━━━ DATA FOR PROCESSING ━━━

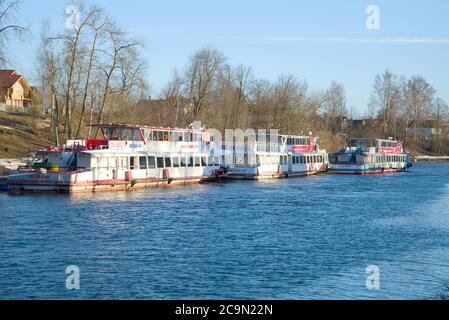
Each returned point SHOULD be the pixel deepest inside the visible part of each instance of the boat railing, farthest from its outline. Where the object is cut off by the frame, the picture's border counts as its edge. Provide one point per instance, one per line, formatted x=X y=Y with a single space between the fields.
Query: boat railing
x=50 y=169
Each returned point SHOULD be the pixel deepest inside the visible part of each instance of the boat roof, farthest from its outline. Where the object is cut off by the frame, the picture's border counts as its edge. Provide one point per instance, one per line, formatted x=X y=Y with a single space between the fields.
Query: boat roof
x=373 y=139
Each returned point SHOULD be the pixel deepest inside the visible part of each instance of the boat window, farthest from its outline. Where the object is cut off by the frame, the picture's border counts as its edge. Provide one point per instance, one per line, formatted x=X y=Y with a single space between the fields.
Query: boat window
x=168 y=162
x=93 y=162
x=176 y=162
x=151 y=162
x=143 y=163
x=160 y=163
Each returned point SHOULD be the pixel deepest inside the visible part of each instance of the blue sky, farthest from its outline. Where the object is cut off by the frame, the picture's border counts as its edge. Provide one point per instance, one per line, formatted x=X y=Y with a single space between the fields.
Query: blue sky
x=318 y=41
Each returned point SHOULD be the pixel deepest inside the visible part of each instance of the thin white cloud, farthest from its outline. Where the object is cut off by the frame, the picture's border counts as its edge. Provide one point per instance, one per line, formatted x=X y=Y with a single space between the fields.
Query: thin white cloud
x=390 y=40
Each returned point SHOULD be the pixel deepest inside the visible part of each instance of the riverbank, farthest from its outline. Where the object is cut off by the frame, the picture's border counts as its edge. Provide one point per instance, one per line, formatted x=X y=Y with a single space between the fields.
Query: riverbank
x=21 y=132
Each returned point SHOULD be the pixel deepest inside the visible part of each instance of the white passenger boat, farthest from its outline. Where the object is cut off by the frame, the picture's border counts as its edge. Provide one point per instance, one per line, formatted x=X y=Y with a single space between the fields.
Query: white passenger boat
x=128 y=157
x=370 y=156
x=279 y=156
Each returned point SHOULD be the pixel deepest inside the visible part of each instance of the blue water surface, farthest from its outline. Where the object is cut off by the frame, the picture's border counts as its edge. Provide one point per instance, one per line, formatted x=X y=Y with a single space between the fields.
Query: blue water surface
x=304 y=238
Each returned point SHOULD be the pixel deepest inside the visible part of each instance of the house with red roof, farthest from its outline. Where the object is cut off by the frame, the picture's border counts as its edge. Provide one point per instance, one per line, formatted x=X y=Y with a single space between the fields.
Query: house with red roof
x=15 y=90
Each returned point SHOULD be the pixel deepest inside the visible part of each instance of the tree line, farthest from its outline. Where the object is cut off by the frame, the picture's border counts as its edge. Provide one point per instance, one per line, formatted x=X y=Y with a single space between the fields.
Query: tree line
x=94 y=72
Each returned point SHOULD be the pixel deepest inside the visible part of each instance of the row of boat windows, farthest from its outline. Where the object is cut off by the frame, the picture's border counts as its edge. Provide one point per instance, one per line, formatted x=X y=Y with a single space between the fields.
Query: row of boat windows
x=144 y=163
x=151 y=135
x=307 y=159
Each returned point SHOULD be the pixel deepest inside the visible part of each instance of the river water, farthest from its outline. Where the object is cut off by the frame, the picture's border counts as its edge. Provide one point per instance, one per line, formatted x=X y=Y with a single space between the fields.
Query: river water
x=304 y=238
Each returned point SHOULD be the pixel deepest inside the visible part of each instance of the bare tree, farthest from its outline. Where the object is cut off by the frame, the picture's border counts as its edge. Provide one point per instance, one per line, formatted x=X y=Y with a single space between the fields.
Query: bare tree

━━━

- _YOUR GOAL_
Wherever the word "bare" turns up in a line of the entries above, copy that line.

- _RESULT BELOW_
Each returned point SHOULD be the pixel deepest inside the visible part of each instance of the bare tree, farthest from its outline. Where the object is cut off by the frame, the picture's border counts as its edge. Provide one point per instance, one per line, formatted x=X y=Y with a single space between the fields.
Query: bare tree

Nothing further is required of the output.